#### Задача A
Перепишите без изменений все строки записей, приведённых ниже. Изображения в ответ не включайте.

#### Отрывок
В шести строфах описана история любви, композиционно обрамленная изображением любимой (“Твое лицо в его простой оправе”). Каждая строфа стихотворения, словно повторяя композиционный принцип пушкинского стихотворения “к***” (“Я помню чудное мгновенье...”), сюжетно и эмоционально самостоятельна и выражает определенный период в жизни лирического героя после измены любимой: забвение, желание обрести иные опоры в жизни (“Вино и страсть терзали жизнь мою”), стремление вернуть ее любовь, затем муки уступают место иному состоянию - жизнь становится “крепким сном” о ней, о ее уходе и, наконец, смирение, признание невозможности вернуть любовь. Однако драматический финал отличает проблематику стихотворения Блока от “К***”.

В 1914 г. был создан цикл из 10 стихотворений “Кармен” , в котором главной темой стала сила любви, страсти, вдохновляющей к “творческим снам”. Стихи посвящены исполнительнице партии Кармен в опере Бизе Л.А. Андреевой-Дельмас. “Я потерял голову, все во мне сбито с толку...” - отметил увлеченный певицей поэт в записной книжке.

Блок увидел в своей современнице характер обольстительной, не знающей смирения цыганки. Это совмещение женских натур дало результат - “бред моих страстей напрасных”. Сюжет об испанской цыганке сроднился с жизнью Петербурга, где “март наносит мокрый снег”. Блок создал синкретический образ, в котором не расчленены женская природа, условность сцены, восприятие текста П. Мериме. Об этом синтезе Блок сказал в стихотворениях “Бушует снежная весна...”, “Сердитый взор бесцветных глаз...”, “О да, любовь вольна, как птица...” и др.

Фрагменты записей разметки:
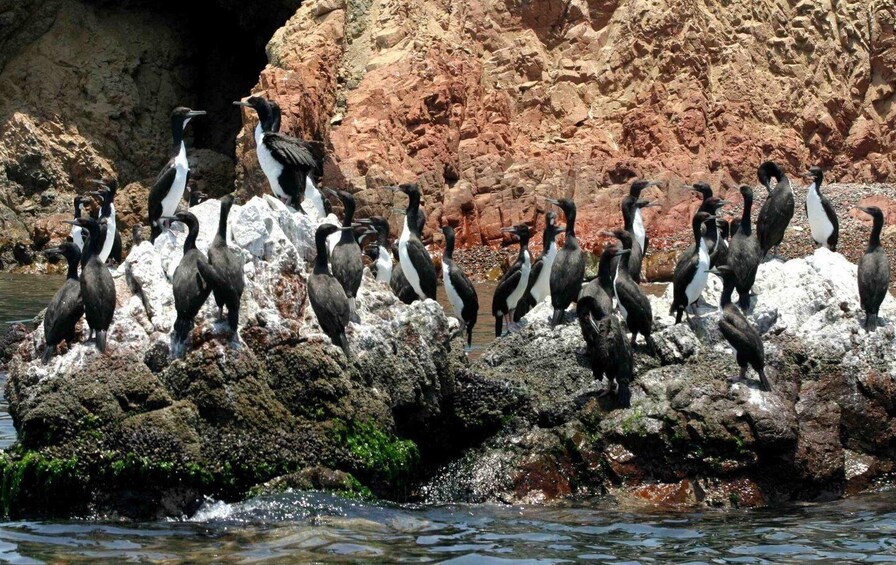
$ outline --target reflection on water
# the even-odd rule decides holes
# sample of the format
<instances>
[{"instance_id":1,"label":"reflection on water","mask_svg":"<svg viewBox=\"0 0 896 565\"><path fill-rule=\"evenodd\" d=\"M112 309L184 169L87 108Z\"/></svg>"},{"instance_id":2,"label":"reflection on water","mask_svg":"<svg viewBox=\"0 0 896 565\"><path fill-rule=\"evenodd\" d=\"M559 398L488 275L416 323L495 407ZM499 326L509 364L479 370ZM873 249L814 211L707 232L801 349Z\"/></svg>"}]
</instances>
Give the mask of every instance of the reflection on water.
<instances>
[{"instance_id":1,"label":"reflection on water","mask_svg":"<svg viewBox=\"0 0 896 565\"><path fill-rule=\"evenodd\" d=\"M0 273L0 324L34 318L65 280L61 275ZM3 331L0 325L0 331Z\"/></svg>"},{"instance_id":2,"label":"reflection on water","mask_svg":"<svg viewBox=\"0 0 896 565\"><path fill-rule=\"evenodd\" d=\"M226 562L794 563L896 561L896 493L738 512L393 506L321 493L207 503L189 521L15 522L0 558Z\"/></svg>"},{"instance_id":3,"label":"reflection on water","mask_svg":"<svg viewBox=\"0 0 896 565\"><path fill-rule=\"evenodd\" d=\"M60 283L60 277L0 275L0 322L33 317ZM478 285L474 354L494 339L493 288ZM0 447L14 439L4 401ZM627 511L612 499L546 508L398 506L285 493L239 504L209 501L189 520L0 523L0 560L896 562L896 491L818 505L687 513Z\"/></svg>"}]
</instances>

#### Задача B
Дословно воспроизведите часть отрывка о стихах Блока, начиная со слов «В 1914 г. был» и заканчивая словами «в записной книжке.».

#### Письменный ответ A
$ outline --target reflection on water
# the even-odd rule decides holes
# sample of the format
<instances>
[{"instance_id":1,"label":"reflection on water","mask_svg":"<svg viewBox=\"0 0 896 565\"><path fill-rule=\"evenodd\" d=\"M112 309L184 169L87 108Z\"/></svg>"},{"instance_id":2,"label":"reflection on water","mask_svg":"<svg viewBox=\"0 0 896 565\"><path fill-rule=\"evenodd\" d=\"M559 398L488 275L416 323L495 407ZM499 326L509 364L479 370ZM873 249L814 211L707 232L801 349Z\"/></svg>"}]
</instances>
Give the mask of every instance of the reflection on water.
<instances>
[{"instance_id":1,"label":"reflection on water","mask_svg":"<svg viewBox=\"0 0 896 565\"><path fill-rule=\"evenodd\" d=\"M0 273L0 324L34 318L65 280L61 275ZM3 331L0 325L0 331Z\"/></svg>"},{"instance_id":2,"label":"reflection on water","mask_svg":"<svg viewBox=\"0 0 896 565\"><path fill-rule=\"evenodd\" d=\"M226 562L794 563L896 561L896 493L738 512L393 506L321 493L207 503L189 521L15 522L0 558Z\"/></svg>"},{"instance_id":3,"label":"reflection on water","mask_svg":"<svg viewBox=\"0 0 896 565\"><path fill-rule=\"evenodd\" d=\"M60 283L60 277L0 275L0 322L33 317ZM478 285L474 354L494 339L493 288ZM0 447L14 439L4 401ZM627 511L612 499L546 508L398 506L285 493L239 504L209 501L189 520L0 523L0 560L896 562L896 491L818 505L687 513Z\"/></svg>"}]
</instances>

#### Письменный ответ B
В 1914 г. был создан цикл из 10 стихотворений “Кармен” , в котором главной темой стала сила любви, страсти, вдохновляющей к “творческим снам”. Стихи посвящены исполнительнице партии Кармен в опере Бизе Л.А. Андреевой-Дельмас. “Я потерял голову, все во мне сбито с толку...” - отметил увлеченный певицей поэт в записной книжке.